— START OF STORED ROWS —

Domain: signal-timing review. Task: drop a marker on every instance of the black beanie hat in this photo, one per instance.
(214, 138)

— END OF STORED ROWS —
— START OF STORED ROWS —

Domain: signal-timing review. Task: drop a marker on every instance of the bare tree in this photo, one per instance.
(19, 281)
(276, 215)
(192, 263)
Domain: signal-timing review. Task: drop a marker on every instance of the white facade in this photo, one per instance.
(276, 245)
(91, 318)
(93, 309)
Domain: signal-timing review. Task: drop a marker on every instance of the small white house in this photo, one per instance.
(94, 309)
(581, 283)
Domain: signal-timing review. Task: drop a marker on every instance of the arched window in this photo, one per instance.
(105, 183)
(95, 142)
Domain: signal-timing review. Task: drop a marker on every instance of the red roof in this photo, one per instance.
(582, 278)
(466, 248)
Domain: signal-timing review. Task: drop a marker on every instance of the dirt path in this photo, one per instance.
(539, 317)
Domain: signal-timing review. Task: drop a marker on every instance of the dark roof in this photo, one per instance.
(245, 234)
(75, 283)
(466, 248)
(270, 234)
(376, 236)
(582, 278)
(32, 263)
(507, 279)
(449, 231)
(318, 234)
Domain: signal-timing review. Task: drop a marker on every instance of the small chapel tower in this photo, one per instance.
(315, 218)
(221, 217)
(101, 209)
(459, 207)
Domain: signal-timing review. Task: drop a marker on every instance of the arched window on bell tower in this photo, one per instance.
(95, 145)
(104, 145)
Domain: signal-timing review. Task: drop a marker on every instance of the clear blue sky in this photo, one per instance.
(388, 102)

— END OF STORED ROWS —

▸ **GIVEN INSTRUCTION**
Find each line of the records above that includes the word "small" and copy those lines out in full.

▸ **ANSWER**
Domain: signal-timing review. Task: drop a marker on every instance of the small white house in this photo, one per instance.
Domain: signal-timing review. Task: drop a marker on every instance of the small chapel tower in this photo, one per instance.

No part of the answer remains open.